Reproduce the lines below verbatim, everything from the line containing "Where can the stove" down through the end of the records.

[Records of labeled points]
--- BEGIN ---
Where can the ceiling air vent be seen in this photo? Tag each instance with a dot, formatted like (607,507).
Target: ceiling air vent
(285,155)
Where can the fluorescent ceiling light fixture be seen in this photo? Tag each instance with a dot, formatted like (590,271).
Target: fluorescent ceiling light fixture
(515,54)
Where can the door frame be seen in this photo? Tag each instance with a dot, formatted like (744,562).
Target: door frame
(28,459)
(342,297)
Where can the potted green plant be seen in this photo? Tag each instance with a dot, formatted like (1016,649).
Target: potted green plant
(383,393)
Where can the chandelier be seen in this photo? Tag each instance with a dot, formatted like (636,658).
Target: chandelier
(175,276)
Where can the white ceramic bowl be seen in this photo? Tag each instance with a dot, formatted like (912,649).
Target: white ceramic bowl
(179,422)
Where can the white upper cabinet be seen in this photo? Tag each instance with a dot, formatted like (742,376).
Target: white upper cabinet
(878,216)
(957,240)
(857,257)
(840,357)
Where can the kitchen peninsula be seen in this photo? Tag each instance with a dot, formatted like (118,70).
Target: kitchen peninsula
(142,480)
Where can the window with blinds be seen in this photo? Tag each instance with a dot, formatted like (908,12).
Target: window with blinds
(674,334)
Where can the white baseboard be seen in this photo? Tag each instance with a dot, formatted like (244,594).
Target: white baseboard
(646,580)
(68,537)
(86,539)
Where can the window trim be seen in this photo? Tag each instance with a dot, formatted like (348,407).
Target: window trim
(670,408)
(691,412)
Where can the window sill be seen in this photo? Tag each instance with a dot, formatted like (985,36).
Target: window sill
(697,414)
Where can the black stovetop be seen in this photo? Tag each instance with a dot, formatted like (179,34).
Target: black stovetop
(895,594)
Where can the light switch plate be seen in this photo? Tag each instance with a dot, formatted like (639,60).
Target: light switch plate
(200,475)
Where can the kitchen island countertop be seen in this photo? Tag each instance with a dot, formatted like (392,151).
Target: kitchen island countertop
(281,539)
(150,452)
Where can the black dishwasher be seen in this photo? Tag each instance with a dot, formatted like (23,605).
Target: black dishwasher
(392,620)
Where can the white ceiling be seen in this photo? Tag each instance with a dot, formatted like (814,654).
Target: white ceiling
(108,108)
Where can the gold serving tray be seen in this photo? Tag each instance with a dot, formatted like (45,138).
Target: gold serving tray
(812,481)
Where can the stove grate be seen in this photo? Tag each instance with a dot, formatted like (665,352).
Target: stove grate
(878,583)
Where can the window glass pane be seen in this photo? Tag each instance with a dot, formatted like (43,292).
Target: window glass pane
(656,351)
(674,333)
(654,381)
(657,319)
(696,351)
--- END ---
RIGHT ANSWER:
Where can the stove grate be seen in this photo? Tag each instance with a dot, formatted like (665,352).
Target: stove grate
(878,583)
Where can the window glass pane be seen in this photo? Tag each instance with a dot, formatted like (43,292).
Target: window glass pane
(656,351)
(674,333)
(654,381)
(657,319)
(696,351)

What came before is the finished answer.